**What you have to do**
Present every line of the rows below as a JSON list of strings, one string per line, skipping any blank lines.

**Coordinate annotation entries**
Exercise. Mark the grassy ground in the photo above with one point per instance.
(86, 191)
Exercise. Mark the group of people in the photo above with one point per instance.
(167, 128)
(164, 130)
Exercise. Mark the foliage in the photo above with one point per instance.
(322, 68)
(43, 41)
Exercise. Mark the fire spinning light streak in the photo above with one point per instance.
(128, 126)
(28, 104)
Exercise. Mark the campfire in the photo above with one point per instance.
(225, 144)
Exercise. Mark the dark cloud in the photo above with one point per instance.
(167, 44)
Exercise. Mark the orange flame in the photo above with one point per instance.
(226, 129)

**Response to this task**
[
  "Exercise. Mark the grassy ground in the photo above with one point per instance.",
  "(86, 191)",
  "Exercise. Mark the group of people in the photo above with one point per instance.",
  "(167, 128)",
  "(164, 130)",
  "Exercise. Mark the foliage in the photo above with one point per instance.",
  "(322, 68)",
  "(43, 41)",
  "Exercise. Mark the fire spinning light streak in the photo above with one point per instance.",
  "(128, 126)",
  "(28, 104)",
  "Exercise. Mark the campfire in the photo above with one point per instance.",
  "(225, 144)",
  "Exercise. Mark the dark cloud in the photo above with one point per instance.",
  "(167, 44)",
  "Exercise. Mark the orange flame in the photo above with one point per instance.",
  "(226, 129)"
]